[READING PASSAGE]

-- begin --

When one control structure which establishes a resumption point occurs after
but not inside another one, there is no such requirement; see the section
on backward liveness below.

-----------------------------------------------------------------------------

Calls and higher order calls

We handle these by flushing all variables that are live after the call
except those produced by the call. This is equivalent to the set of
variables that are live immediately after the call, minus the pre-birth
and post-birth sets of the call, which in turn is equivalent to the set
of variables live before the call minus the the pre-death and post-death
sets of the call.

The stack allocation code and the code generator figure out the set of
variables that need to be flushed at each call independently, but based
on the same algorithm. Not attaching the set of variables to be saved
to each call reduces the space requirement of the compiler.

The same applies to higher order calls.

-----------------------------------------------------------------------------
-----------------------------------------------------------------------------

BACKWARD LIVENESS

There are three kinds of goals that can introduce nondeterminism: nondet
disjunctions, nondet calls and nondet higher order calls. All code that
executes after one of these constructs must take care not to destroy the
variables that are needed to resume in those constructs. (We are *not*
talking here about preserving variables needed for later disjuncts.)

-- end --

[RECORD EXTRACTS]
-- begin --

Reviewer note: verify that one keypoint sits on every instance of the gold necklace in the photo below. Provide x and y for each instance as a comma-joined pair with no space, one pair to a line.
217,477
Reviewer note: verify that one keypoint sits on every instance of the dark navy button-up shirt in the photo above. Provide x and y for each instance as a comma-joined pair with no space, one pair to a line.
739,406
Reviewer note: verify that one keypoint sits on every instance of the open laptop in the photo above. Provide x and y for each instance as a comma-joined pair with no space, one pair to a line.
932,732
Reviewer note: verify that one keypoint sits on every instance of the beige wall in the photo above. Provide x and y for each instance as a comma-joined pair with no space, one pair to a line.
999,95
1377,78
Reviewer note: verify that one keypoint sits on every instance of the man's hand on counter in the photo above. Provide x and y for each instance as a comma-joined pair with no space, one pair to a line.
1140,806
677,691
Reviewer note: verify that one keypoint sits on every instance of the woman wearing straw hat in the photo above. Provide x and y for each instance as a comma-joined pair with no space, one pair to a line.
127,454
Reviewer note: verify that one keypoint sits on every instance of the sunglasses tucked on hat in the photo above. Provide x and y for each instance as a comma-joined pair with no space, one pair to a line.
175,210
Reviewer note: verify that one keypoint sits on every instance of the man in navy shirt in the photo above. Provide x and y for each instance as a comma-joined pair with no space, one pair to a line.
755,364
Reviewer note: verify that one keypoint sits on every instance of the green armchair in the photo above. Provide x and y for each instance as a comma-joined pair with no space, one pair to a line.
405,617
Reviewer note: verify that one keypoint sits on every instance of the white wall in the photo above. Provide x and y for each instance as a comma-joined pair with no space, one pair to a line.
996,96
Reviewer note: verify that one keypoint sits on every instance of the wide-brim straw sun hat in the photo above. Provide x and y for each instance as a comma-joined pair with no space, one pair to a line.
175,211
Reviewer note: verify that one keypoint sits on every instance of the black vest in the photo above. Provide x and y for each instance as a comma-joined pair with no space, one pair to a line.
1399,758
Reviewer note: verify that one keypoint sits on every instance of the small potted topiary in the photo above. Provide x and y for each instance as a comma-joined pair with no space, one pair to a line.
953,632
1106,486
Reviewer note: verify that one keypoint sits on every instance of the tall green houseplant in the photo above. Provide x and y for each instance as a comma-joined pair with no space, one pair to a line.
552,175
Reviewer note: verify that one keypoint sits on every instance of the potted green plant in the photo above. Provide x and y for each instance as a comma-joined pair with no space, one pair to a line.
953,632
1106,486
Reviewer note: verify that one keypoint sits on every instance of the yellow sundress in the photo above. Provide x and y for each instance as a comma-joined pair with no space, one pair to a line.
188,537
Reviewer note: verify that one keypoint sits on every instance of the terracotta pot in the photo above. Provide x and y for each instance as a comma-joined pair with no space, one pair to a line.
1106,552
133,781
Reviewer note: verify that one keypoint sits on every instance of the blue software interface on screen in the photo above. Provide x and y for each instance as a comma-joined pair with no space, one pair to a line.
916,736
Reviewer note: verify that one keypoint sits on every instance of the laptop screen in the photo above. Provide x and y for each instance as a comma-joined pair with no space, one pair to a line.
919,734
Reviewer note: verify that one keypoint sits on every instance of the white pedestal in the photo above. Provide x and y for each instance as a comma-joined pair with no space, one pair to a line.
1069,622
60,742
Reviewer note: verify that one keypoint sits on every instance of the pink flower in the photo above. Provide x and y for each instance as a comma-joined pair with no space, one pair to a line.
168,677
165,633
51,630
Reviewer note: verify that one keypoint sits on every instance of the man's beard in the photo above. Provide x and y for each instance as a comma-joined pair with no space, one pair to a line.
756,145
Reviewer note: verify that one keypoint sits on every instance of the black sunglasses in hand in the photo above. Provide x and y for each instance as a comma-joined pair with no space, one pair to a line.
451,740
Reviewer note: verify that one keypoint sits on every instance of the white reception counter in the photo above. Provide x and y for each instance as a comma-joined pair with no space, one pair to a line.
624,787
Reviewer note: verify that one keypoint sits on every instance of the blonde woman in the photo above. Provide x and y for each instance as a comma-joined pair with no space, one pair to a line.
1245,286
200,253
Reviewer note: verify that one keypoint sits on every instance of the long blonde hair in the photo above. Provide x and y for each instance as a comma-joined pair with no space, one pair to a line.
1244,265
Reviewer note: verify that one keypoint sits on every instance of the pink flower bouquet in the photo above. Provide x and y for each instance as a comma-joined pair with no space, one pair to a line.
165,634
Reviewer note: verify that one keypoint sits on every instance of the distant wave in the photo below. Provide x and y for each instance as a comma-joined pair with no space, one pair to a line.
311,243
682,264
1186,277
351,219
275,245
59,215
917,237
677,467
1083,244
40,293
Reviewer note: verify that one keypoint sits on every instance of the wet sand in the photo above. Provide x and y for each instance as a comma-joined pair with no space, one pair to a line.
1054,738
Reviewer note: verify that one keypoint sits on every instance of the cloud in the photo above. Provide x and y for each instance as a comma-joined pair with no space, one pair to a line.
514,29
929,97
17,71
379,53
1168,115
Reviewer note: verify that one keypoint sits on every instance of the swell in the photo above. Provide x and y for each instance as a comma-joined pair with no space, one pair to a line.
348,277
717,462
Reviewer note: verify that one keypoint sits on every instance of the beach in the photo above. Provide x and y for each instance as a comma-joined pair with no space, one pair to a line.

-- end --

[CHALLENGES]
a) Print the stretch of the liveness notes from "The same applies" through "for later disjuncts.)".
b) Does each statement agree with the liveness notes? Answer yes or no, and quote the words that decide it. (i) The stack allocation code and the code generator use the same algorithm to work out which variables to flush at each call. (ii) The compiler attaches the set of variables to be saved to each call. (iii) Nondet disjunctions are one of the kinds of goals that can introduce nondeterminism.
The listing has no connection to the text.

[TASK-BY-TASK ANSWERS]
a)
The same applies to higher order calls.

-----------------------------------------------------------------------------
-----------------------------------------------------------------------------

BACKWARD LIVENESS

There are three kinds of goals that can introduce nondeterminism: nondet
disjunctions, nondet calls and nondet higher order calls. All code that
executes after one of these constructs must take care not to destroy the
variables that are needed to resume in those constructs. (We are *not*
talking here about preserving variables needed for later disjuncts.)

b)
(i) Yes: "The stack allocation code and the code generator figure out the set of variables that need to be flushed at each call independently, but based on the same algorithm."
(ii) No: "Not attaching the set of variables to be saved to each call reduces the space requirement of the compiler."
(iii) Yes: "There are three kinds of goals that can introduce nondeterminism: nondet disjunctions, nondet calls and nondet higher order calls."